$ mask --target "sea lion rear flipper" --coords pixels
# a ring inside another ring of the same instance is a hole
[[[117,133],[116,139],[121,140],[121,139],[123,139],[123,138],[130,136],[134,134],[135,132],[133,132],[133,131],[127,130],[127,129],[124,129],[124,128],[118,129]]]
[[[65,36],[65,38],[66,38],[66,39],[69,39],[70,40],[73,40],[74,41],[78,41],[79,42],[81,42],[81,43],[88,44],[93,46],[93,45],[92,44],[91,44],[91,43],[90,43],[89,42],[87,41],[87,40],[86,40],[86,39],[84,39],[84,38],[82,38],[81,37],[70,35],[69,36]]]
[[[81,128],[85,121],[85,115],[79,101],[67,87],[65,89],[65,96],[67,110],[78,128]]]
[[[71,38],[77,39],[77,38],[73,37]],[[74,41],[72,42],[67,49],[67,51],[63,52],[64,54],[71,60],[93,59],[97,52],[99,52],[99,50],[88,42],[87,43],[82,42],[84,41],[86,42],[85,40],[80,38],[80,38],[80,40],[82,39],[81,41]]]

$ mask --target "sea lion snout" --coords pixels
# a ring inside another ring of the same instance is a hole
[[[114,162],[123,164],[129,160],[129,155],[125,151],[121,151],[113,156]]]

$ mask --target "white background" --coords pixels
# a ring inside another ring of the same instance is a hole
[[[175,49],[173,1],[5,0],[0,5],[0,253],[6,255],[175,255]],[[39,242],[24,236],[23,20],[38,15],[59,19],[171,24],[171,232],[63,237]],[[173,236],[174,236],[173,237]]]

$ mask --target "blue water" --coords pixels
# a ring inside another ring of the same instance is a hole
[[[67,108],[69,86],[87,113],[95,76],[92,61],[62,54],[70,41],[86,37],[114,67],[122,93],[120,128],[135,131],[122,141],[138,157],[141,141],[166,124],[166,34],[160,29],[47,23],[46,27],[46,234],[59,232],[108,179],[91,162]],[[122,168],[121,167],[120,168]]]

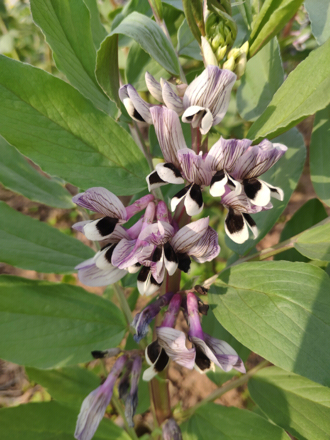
┄┄┄┄┄┄┄┄┄┄┄┄┄┄┄┄┄┄┄┄
[Task directions]
Count the lines of the material above that contain the string "pixels", and give only that number.

[Task output]
4